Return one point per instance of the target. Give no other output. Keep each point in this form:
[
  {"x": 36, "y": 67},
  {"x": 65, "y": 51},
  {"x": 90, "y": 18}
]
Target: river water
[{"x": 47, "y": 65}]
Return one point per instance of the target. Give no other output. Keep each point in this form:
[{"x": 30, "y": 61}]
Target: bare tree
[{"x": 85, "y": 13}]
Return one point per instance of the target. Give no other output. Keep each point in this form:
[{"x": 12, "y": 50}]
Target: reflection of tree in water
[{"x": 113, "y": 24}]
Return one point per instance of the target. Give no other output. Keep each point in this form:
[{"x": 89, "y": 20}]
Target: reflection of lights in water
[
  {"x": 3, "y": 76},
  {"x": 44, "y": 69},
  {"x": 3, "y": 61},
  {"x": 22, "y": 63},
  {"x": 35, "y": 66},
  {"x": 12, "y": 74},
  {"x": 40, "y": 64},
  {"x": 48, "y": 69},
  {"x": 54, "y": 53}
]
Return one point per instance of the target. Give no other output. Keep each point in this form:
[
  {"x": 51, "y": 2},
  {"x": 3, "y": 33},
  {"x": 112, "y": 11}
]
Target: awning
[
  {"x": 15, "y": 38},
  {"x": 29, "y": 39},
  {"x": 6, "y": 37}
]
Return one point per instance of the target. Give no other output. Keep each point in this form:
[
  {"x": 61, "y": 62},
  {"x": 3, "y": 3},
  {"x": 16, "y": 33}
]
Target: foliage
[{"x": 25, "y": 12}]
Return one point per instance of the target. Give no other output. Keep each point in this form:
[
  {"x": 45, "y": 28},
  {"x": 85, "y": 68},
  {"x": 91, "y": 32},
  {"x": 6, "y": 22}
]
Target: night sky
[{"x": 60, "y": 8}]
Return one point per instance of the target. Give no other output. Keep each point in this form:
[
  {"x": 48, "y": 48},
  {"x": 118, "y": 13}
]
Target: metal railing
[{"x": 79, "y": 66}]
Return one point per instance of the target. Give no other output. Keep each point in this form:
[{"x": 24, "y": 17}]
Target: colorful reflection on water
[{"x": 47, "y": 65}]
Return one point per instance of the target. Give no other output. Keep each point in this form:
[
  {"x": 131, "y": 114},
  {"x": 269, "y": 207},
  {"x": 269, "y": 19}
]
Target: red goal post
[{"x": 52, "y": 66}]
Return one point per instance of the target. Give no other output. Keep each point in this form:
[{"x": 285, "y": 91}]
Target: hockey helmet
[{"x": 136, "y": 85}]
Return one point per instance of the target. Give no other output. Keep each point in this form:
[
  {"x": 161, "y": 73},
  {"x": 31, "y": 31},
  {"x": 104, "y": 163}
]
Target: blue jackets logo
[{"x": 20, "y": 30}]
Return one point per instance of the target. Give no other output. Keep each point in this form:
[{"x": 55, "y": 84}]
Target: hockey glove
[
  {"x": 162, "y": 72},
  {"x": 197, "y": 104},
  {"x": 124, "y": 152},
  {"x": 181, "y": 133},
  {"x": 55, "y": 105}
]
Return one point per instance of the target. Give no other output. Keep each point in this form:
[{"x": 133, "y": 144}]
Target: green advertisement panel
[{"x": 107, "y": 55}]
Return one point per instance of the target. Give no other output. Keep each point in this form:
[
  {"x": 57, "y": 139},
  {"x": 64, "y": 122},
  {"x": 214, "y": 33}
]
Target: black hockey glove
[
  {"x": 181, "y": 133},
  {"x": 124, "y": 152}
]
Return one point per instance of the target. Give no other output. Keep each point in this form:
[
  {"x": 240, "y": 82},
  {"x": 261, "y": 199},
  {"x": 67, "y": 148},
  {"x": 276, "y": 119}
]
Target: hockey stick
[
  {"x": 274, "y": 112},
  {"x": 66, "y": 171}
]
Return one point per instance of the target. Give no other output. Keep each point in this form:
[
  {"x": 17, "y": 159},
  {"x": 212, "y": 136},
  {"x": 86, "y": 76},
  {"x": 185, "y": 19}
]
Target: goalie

== == ==

STATED EXERCISE. Write out every entry again exactly, please, with nothing missing.

THE COMPLETED TASK.
Return one point per instance of the target. Give no other output. Keep each point in this form:
[
  {"x": 36, "y": 67},
  {"x": 65, "y": 51},
  {"x": 90, "y": 18}
]
Target: river water
[{"x": 47, "y": 65}]
Return one point per instance of the target. Give no other output. Keep each point in this form:
[{"x": 30, "y": 61}]
Target: bare tree
[{"x": 85, "y": 13}]
Return one point per instance of the target. Give no other output. Keep each point in this form:
[{"x": 12, "y": 50}]
Target: reflection of tree in water
[{"x": 113, "y": 24}]
Return one point per instance of the target. Give no other output. Keep each point in this form:
[{"x": 89, "y": 20}]
Target: reflection of lights in water
[
  {"x": 3, "y": 76},
  {"x": 44, "y": 69},
  {"x": 3, "y": 61},
  {"x": 22, "y": 63},
  {"x": 35, "y": 66},
  {"x": 12, "y": 74},
  {"x": 40, "y": 64},
  {"x": 48, "y": 69},
  {"x": 54, "y": 53}
]
Return one point per instance of the target. Give no other output. Keep each point in this form:
[
  {"x": 51, "y": 2},
  {"x": 3, "y": 33},
  {"x": 112, "y": 11}
]
Target: awning
[
  {"x": 15, "y": 38},
  {"x": 29, "y": 39},
  {"x": 6, "y": 37}
]
Return one point per instance of the target. Give no other output. Keep each point in this form:
[
  {"x": 61, "y": 62},
  {"x": 3, "y": 3},
  {"x": 16, "y": 33}
]
Target: foliage
[{"x": 25, "y": 12}]
Return one point per instance of the target. Give no other output. Keep each point in this form:
[
  {"x": 45, "y": 28},
  {"x": 85, "y": 68},
  {"x": 91, "y": 32},
  {"x": 6, "y": 22}
]
Target: night sky
[{"x": 60, "y": 8}]
Return one point per instance of the target. Give no other output. Keep each point in this form:
[
  {"x": 48, "y": 48},
  {"x": 118, "y": 13}
]
Target: metal railing
[{"x": 79, "y": 66}]
Return one point per instance of the target. Give no other output. Keep each point in this form:
[{"x": 24, "y": 17}]
Target: colorful reflection on water
[{"x": 47, "y": 65}]
Return one point per instance of the target. Give no other output. Keep each point in this form:
[
  {"x": 131, "y": 114},
  {"x": 269, "y": 207},
  {"x": 269, "y": 19}
]
Target: red goal post
[{"x": 52, "y": 66}]
Return one point per instance of the target. Give no other output. Keep each point in this form:
[{"x": 285, "y": 91}]
Target: hockey helmet
[{"x": 136, "y": 85}]
Return one point per instance of the target. Give no other output. Keep each point in this form:
[
  {"x": 161, "y": 73},
  {"x": 31, "y": 31},
  {"x": 104, "y": 163}
]
Target: blue jackets logo
[{"x": 20, "y": 30}]
Return one point per instance of the target. Give no other output. Keep each point in this form:
[{"x": 55, "y": 84}]
Target: hockey glove
[
  {"x": 162, "y": 72},
  {"x": 197, "y": 104},
  {"x": 124, "y": 152},
  {"x": 181, "y": 133},
  {"x": 55, "y": 105}
]
Return one point per instance of the target. Give no other output. Keep each point in this form:
[{"x": 133, "y": 144}]
Target: green advertisement panel
[{"x": 107, "y": 55}]
Return one point per instance of the target. Give no other output. Keep each point in this form:
[
  {"x": 57, "y": 139},
  {"x": 64, "y": 122},
  {"x": 214, "y": 33}
]
Target: black hockey glove
[
  {"x": 181, "y": 133},
  {"x": 124, "y": 152}
]
Return one point per instance of the target. Give no other output. Keep each point in this form:
[
  {"x": 240, "y": 82},
  {"x": 261, "y": 199},
  {"x": 67, "y": 148},
  {"x": 276, "y": 119}
]
Target: hockey stick
[
  {"x": 274, "y": 112},
  {"x": 66, "y": 171}
]
Return one point per instance of the target. Give no other output. Keep each point in this form:
[
  {"x": 17, "y": 159},
  {"x": 212, "y": 136},
  {"x": 86, "y": 76},
  {"x": 185, "y": 19}
]
Target: goalie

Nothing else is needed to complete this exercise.